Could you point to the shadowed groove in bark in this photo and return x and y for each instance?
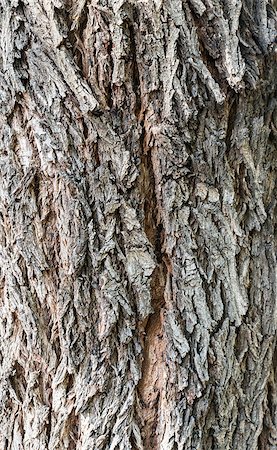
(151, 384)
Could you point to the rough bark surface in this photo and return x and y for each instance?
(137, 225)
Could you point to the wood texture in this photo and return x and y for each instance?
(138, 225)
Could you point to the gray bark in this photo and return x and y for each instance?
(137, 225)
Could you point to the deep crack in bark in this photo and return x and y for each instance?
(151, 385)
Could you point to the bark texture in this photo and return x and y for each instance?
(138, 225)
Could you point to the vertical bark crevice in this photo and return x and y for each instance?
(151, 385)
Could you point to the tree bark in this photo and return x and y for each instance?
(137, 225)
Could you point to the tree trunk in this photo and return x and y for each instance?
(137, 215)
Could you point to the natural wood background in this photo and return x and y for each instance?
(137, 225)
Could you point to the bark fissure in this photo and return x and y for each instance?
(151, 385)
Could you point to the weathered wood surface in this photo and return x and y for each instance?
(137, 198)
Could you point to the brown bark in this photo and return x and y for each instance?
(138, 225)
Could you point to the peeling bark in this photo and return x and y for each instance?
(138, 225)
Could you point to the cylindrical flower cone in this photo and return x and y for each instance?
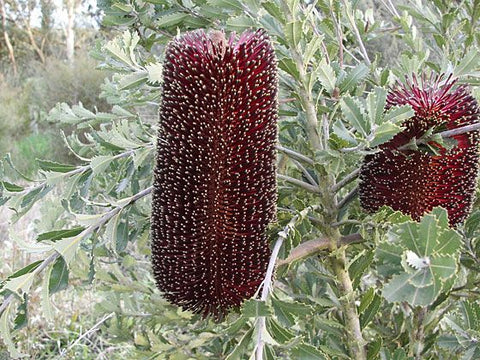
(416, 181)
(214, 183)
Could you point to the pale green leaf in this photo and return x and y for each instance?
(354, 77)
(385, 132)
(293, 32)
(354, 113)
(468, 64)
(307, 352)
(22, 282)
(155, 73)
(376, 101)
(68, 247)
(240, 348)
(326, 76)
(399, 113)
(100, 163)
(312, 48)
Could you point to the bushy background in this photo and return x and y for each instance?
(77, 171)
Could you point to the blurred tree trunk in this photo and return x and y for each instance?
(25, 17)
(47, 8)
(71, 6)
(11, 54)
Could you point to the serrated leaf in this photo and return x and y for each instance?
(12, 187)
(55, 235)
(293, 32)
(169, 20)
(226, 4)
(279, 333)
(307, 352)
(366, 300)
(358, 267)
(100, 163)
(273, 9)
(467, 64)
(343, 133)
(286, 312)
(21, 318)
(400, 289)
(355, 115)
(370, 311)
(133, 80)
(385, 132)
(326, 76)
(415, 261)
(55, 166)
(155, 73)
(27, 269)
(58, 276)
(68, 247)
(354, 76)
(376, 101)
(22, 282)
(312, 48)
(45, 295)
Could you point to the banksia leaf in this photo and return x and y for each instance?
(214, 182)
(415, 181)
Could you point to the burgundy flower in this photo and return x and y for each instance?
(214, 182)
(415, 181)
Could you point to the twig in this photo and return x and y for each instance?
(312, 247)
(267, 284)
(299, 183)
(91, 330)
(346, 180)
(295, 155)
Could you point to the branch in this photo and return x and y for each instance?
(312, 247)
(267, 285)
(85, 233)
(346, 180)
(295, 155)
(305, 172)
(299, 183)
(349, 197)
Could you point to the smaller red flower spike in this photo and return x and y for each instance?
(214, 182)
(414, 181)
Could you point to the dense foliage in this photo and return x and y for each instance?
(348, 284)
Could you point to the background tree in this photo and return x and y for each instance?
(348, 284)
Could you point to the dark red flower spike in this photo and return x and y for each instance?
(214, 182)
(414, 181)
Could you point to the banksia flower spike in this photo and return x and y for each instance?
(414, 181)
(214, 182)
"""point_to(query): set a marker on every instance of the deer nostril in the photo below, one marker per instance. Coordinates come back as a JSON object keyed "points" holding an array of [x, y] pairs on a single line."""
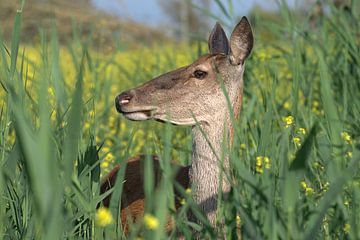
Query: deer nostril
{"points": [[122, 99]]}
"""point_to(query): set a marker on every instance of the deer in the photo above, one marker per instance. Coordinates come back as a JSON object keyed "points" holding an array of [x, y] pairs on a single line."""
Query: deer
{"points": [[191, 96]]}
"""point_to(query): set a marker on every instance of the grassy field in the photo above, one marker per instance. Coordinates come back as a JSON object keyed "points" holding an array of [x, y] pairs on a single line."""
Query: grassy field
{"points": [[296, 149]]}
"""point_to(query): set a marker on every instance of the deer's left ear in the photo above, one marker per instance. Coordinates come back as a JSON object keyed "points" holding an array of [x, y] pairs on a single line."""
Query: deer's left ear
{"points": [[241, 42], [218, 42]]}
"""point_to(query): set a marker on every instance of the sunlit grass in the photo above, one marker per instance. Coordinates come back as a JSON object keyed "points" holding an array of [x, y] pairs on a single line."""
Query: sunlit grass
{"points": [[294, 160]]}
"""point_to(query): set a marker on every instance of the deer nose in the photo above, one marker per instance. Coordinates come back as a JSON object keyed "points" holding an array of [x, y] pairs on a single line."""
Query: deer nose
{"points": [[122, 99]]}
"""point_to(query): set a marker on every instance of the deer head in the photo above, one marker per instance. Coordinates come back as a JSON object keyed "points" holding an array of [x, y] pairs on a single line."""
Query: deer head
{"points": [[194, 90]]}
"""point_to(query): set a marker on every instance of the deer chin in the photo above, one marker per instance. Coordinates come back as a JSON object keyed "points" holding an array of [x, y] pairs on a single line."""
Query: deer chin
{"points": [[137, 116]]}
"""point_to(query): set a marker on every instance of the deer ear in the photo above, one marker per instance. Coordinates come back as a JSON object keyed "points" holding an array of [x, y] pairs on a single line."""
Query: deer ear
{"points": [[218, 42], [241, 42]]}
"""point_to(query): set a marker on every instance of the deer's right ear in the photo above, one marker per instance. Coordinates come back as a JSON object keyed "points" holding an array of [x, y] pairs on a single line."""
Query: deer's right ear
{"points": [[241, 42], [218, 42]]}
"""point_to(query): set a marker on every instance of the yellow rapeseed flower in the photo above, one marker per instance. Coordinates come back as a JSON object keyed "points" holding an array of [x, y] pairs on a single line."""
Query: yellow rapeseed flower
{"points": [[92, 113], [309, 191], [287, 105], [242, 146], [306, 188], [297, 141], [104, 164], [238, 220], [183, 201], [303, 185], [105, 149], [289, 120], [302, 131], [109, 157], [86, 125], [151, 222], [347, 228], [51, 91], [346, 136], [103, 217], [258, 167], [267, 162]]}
□ □ □ □ □
### EXERCISE DESCRIPTION:
Repeat every item above verbatim, from the first to the last, and leave the pictures out.

### WRITTEN SOLUTION:
Could you point to the shadowed groove in bark in this photo and return x and y for each instance?
(151, 384)
Could you point to the rough bark surface in this photo and return x and y for each instance?
(137, 225)
Could you point to the wood texture in this photo and return x and y for each instance?
(138, 225)
Could you point to the gray bark in this photo and return x and y for each instance?
(137, 225)
Could you point to the deep crack in bark in this photo and return x and y for each instance?
(151, 385)
Could you point to the bark texture in this photo and return x and y for each instance?
(138, 225)
Could you point to the vertical bark crevice in this photo and return x and y for each instance?
(151, 385)
Could you point to the tree bark in this photo and return x and y for each instance?
(137, 225)
Could you point to the tree trunk in this photo and return x and y for each instance?
(137, 215)
Could you point to the natural wood background in this photo and return x and y for each instance?
(137, 225)
Could you point to the bark fissure in this photo and return x and y for each instance?
(151, 385)
Could you point to the weathered wood surface in this photo and return x and y for each instance?
(137, 198)
Could you point to the brown bark in this photo and return x and y for each instance?
(138, 225)
Could you point to the peeling bark in this photo and return x and y for each instance?
(138, 225)
Could you point to the cylindrical flower cone in this photo and return x and y for each instance?
(416, 181)
(214, 183)
Could you point to the pale green leaf in this photo and return x and y for each instance?
(354, 77)
(385, 132)
(293, 32)
(354, 113)
(468, 64)
(307, 352)
(22, 282)
(155, 73)
(376, 101)
(68, 247)
(240, 348)
(326, 76)
(399, 113)
(100, 163)
(312, 48)
Could you point to the bushy background in this photo and return x and y for each instance?
(77, 171)
Could you point to the blurred tree trunk in this photo and return x and y for each instance?
(25, 17)
(47, 8)
(71, 6)
(11, 54)
Could you point to the serrated leaf in this photo and return x and y for each instance?
(12, 187)
(55, 235)
(293, 32)
(169, 20)
(226, 4)
(279, 333)
(307, 352)
(366, 300)
(358, 267)
(100, 163)
(273, 9)
(467, 64)
(343, 133)
(286, 312)
(21, 318)
(400, 289)
(355, 115)
(370, 311)
(133, 80)
(385, 132)
(326, 76)
(415, 261)
(55, 166)
(155, 73)
(27, 269)
(58, 276)
(68, 247)
(354, 76)
(376, 101)
(22, 282)
(312, 48)
(45, 295)
Could you point to the banksia leaf in this photo and return x and y for each instance?
(214, 182)
(415, 181)
Could you point to the burgundy flower in this photo and return x and y for each instance?
(214, 182)
(415, 181)
Could you point to the twig in this photo and return x and y for each instance?
(312, 247)
(267, 284)
(299, 183)
(91, 330)
(346, 180)
(295, 155)
Could you point to the branch in this photo and return x and y for each instance?
(312, 247)
(267, 285)
(85, 233)
(346, 180)
(295, 155)
(305, 172)
(299, 183)
(349, 197)
Could you point to the smaller red flower spike in this photo and return x and y for each instance?
(214, 182)
(414, 181)
Could you point to the dense foliage in this photo and return x and y for each instance?
(348, 284)
Could you point to the background tree in this photo and return x and y for each instance?
(348, 284)
Could you point to the dark red flower spike in this photo and return x and y for each instance?
(214, 182)
(414, 181)
Could you point to the banksia flower spike in this photo and return x and y for each instance?
(414, 181)
(214, 182)
"""point_to(query): set a marker on every instance of the deer nostril in the photo below, one marker per instance. Coordinates come back as a JSON object keyed "points" holding an array of [x, y] pairs on a single line."""
Query: deer nostril
{"points": [[122, 99]]}
"""point_to(query): set a marker on every instance of the deer in the photo above, one marker per instance. Coordinates come back as a JSON object keyed "points" holding an array of [x, y] pairs on a single line."""
Query: deer
{"points": [[191, 96]]}
"""point_to(query): set a marker on every instance of the grassy field in the photo above, one marker per instance. Coordinates come back as a JSON object keyed "points" holding an array of [x, y] pairs on a single line."""
Query: grassy field
{"points": [[296, 149]]}
"""point_to(query): set a marker on every instance of the deer's left ear in the photo above, one marker per instance. Coordinates come back as a JSON object keyed "points" holding an array of [x, y] pairs on a single line."""
Query: deer's left ear
{"points": [[241, 42], [218, 42]]}
"""point_to(query): set a marker on every instance of the sunlit grass in the photo above, one marker per instance. Coordinates come back as a JSON object keyed "points" holding an array of [x, y] pairs on a single line."""
Query: sunlit grass
{"points": [[294, 160]]}
"""point_to(query): set a marker on every instance of the deer nose in the photo above, one marker per instance. Coordinates come back as a JSON object keyed "points" holding an array of [x, y] pairs on a single line."""
Query: deer nose
{"points": [[122, 99]]}
"""point_to(query): set a marker on every instance of the deer head in the photo above, one marker per instance. Coordinates come back as a JSON object keyed "points" holding an array of [x, y] pairs on a single line."""
Query: deer head
{"points": [[194, 90]]}
"""point_to(query): set a marker on every instance of the deer chin in the photo above, one marker per instance. Coordinates come back as a JSON object keyed "points" holding an array of [x, y] pairs on a single line."""
Query: deer chin
{"points": [[137, 116]]}
"""point_to(query): set a marker on every instance of the deer ear in the photo above, one marker per instance. Coordinates come back as a JSON object keyed "points" holding an array of [x, y] pairs on a single line."""
Query: deer ear
{"points": [[218, 42], [241, 42]]}
"""point_to(query): set a marker on every instance of the deer's right ear in the photo above, one marker per instance. Coordinates come back as a JSON object keyed "points" holding an array of [x, y] pairs on a single line."""
Query: deer's right ear
{"points": [[241, 42], [218, 42]]}
"""point_to(query): set a marker on every instance of the yellow rapeseed flower in the photo above, one marker per instance. Coordinates come back as a JSON object keyed "points" holding an array of [x, y] pairs on a single line."""
Query: yellow rapeseed flower
{"points": [[92, 113], [309, 191], [287, 105], [242, 146], [306, 188], [297, 141], [104, 164], [238, 220], [183, 201], [303, 185], [105, 149], [289, 120], [302, 131], [109, 157], [86, 125], [151, 222], [347, 228], [51, 91], [346, 136], [103, 217], [258, 167], [267, 162]]}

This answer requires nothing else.